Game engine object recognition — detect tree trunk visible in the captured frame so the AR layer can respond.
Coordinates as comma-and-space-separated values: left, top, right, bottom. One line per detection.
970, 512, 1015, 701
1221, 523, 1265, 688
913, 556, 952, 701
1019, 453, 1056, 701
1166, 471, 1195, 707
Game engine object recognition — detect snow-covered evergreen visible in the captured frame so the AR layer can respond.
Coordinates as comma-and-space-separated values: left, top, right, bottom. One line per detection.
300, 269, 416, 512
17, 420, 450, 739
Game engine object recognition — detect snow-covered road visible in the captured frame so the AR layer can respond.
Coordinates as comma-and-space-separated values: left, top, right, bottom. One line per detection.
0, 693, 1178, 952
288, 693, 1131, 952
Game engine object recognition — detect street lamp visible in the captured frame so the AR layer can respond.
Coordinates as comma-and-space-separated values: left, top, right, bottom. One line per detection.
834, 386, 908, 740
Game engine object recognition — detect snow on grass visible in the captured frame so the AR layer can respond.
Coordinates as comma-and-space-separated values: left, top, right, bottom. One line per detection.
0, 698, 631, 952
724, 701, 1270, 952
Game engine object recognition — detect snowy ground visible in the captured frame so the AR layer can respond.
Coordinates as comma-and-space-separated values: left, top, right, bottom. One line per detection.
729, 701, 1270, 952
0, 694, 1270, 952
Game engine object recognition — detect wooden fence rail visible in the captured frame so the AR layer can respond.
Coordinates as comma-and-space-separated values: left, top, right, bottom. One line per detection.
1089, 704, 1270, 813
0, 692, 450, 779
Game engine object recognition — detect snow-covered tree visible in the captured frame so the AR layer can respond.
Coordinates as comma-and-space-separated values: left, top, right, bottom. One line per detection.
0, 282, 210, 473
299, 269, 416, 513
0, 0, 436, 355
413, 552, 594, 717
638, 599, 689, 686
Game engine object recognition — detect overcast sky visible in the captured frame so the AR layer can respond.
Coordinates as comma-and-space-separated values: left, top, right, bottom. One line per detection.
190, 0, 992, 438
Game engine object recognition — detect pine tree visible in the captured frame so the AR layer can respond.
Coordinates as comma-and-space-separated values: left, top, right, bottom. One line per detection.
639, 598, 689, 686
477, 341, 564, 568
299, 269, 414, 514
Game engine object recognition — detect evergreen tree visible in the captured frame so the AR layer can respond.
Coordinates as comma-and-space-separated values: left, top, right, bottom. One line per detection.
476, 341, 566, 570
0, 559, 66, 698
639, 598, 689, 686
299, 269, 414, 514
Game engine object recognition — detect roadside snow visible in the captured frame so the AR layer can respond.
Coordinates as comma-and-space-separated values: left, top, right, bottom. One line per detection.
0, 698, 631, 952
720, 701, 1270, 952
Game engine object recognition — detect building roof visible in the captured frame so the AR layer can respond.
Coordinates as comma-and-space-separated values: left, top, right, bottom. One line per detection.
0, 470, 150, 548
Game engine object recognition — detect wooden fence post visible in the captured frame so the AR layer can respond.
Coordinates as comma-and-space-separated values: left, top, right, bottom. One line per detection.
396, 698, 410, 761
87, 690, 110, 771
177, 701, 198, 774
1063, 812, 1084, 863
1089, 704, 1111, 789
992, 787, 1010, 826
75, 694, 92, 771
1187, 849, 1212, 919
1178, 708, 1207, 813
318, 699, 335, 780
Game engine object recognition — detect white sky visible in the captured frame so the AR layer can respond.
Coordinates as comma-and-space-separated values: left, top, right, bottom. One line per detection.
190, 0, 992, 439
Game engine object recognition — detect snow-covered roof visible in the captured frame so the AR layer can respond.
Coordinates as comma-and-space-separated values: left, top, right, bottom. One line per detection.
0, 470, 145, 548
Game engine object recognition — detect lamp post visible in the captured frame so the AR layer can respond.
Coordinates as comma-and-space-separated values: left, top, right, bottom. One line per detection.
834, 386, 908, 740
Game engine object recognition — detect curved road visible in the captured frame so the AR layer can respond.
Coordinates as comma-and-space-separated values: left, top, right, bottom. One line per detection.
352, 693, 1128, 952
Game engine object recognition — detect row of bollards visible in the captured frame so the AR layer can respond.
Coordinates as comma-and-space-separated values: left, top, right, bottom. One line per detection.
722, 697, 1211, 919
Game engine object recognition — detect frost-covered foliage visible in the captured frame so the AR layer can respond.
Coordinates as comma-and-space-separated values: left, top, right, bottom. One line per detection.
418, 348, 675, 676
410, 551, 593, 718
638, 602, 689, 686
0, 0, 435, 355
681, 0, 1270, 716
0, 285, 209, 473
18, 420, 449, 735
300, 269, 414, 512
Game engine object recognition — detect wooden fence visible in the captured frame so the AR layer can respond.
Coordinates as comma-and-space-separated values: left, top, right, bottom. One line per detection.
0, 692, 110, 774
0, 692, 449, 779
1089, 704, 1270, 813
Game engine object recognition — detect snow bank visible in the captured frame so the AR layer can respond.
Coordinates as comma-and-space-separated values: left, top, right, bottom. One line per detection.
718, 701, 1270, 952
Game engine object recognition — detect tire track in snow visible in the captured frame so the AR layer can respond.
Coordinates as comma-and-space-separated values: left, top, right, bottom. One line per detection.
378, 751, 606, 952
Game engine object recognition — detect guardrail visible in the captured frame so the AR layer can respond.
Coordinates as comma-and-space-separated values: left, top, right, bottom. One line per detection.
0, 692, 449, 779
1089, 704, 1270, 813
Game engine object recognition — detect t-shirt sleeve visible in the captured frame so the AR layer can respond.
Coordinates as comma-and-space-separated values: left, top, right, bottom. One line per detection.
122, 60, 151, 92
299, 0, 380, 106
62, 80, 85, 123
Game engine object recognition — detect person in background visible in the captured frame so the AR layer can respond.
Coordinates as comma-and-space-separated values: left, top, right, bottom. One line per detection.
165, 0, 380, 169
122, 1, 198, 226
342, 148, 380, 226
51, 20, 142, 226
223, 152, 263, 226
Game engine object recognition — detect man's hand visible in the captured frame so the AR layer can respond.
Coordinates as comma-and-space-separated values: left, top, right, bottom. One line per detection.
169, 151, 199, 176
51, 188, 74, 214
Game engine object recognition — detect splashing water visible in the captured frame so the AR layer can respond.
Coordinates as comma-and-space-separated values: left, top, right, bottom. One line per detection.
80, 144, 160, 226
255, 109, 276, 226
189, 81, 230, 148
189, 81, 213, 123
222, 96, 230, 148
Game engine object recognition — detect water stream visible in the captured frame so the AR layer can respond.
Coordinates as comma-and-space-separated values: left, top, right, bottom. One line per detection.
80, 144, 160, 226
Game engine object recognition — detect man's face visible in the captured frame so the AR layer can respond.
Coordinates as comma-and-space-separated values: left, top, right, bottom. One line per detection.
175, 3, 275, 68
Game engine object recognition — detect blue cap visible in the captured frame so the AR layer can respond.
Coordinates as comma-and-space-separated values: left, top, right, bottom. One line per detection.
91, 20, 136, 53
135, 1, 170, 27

###

Your objective: Update the records from the line with "Game engine object recognition — detect t-shirt" to the line with "51, 188, 74, 214" by replacing "person in background" with "bystander" and changing nothing else. Return only those lines.

Output of the task:
Game engine object recognition — detect t-shirt sleeve visible in the captured frame so the AR layer can respond.
Coordinates as comma-and-space-separated values: left, top, right, bottom. One line per detection.
122, 60, 151, 92
299, 0, 380, 106
62, 80, 85, 123
Game engine object recognition — detect bystander visible in the captured frame so the AR layer can respond.
Coordinates as comma-and-space-separated values: left, top, right, bottom. One line per detection.
165, 0, 380, 169
122, 1, 198, 226
342, 148, 380, 226
51, 20, 142, 226
223, 152, 263, 226
Game engine object recognition — detect man's hand visible in the captured frame so the AR layer can respond.
Coordinates as comma-and-space-separated values: left, top, right, bottom. One line per detection.
169, 151, 199, 176
51, 188, 74, 214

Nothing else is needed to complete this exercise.